*WHAT YOU NEED TO DO*
A. From the article on the City Council's juvenile justice resolution, write out word for word the part that opens with the words containing "Last year, more" and closes with "with violent felonies.".
B. In the article on the City Council's juvenile justice resolution, which two states still automatically try 16-year-olds as adults?

*PASSAGE PROVIDED*
━━━━━━━━━━━━━━━━━━━━
Council Says Raise the Age...Sort Of

The City Council passed a resolution Tuesday urging the state legislature and Governor Cuomo to send 16- and 17-year-olds accused of nonviolent crimes through the juvenile justice system, rather than automatically prosecuting them as adults. The resolution supports a proposal made in September by New York's chief judge, Jonathan Lippman. Lippman's proposal would re-route adolescents accused of "less serious offenses" through family courts, where they have access to services and programs not available to those tried as adults. The proposal follows a decade-long national trend toward removing adolescents from adult courts, jails and prisons. New York and North Carolina are the only states that still automatically try 16-year-olds as adults. Eleven states set the age of criminal responsibility at 17 while 37 states and the District of Columbia set it at age 18.

Even if New York adopts the changes urged by the City Council, the state's policy would remain among the most stringent in the country. The law would continue to send children to adult courts and prisons if they are charged with violent crimes. Only 23 other states do this, according to the U.S. Department of Justice. The majority of states mandate that children first be adjudicated in the juvenile justice system, where judges have the discretion to transfer them to adult court if they believe that circumstances warrant a criminal prosecution.

Last year, more than 42,000 young people aged 16 and 17 were prosecuted as adults in New York State, according to the Division of Criminal Justice Services. Of those, 74 percent (31,764) were charged with misdemeanors; 12 percent (5,341) were charged with nonviolent felonies; and 13 percent (5,727) were charged with violent felonies.
━━━━━━━━━━━━━━━━━━━━
*Stored entries*
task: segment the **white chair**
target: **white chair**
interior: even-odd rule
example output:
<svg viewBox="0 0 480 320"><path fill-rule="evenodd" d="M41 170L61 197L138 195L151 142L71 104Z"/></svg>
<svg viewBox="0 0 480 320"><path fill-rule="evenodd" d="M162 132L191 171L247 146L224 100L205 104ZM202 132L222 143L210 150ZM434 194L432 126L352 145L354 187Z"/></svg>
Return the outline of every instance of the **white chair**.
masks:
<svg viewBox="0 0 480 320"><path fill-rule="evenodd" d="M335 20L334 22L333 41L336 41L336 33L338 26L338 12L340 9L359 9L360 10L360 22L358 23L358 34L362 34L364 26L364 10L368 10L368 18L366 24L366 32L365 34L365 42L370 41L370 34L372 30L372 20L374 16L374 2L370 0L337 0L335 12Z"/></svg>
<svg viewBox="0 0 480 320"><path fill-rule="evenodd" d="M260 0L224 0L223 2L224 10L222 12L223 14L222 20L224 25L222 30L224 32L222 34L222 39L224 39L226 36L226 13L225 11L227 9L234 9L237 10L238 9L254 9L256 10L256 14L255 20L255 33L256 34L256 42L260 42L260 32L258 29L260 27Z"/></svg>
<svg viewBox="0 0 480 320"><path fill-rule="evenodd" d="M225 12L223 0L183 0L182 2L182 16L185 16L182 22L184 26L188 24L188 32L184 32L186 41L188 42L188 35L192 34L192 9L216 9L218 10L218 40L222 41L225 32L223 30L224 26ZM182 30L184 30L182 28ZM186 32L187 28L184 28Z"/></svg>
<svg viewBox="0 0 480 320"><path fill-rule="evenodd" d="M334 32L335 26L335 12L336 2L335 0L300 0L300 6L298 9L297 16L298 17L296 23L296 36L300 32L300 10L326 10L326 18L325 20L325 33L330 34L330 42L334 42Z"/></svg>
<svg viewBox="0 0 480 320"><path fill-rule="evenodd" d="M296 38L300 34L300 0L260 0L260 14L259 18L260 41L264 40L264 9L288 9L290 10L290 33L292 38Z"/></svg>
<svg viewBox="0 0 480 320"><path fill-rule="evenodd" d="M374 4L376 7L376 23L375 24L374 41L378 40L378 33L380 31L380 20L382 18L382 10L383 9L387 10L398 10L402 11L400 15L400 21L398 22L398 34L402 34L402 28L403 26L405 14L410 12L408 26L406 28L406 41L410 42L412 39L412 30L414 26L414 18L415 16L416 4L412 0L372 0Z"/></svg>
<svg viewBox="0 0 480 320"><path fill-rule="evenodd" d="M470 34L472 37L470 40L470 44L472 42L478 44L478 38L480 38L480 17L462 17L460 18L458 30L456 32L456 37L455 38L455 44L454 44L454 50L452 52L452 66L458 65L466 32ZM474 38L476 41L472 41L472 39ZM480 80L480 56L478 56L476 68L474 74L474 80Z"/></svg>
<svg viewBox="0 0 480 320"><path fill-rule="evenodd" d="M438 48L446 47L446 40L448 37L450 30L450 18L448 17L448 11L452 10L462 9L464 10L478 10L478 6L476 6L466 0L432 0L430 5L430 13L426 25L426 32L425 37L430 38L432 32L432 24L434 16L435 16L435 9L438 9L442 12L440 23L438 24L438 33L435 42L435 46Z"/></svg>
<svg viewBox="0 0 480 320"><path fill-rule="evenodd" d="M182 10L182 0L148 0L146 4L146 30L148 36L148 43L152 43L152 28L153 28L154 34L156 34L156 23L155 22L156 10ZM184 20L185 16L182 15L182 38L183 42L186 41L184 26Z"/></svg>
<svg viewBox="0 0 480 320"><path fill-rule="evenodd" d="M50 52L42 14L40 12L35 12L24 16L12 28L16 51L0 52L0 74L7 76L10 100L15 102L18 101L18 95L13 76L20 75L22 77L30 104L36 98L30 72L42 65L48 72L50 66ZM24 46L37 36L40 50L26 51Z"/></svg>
━━━━━━━━━━━━━━━━━━━━
*THE REPLIES*
A.
Last year, more than 42,000 young people aged 16 and 17 were prosecuted as adults in New York State, according to the Division of Criminal Justice Services. Of those, 74 percent (31,764) were charged with misdemeanors; 12 percent (5,341) were charged with nonviolent felonies; and 13 percent (5,727) were charged with violent felonies.

B. New York and North Carolina.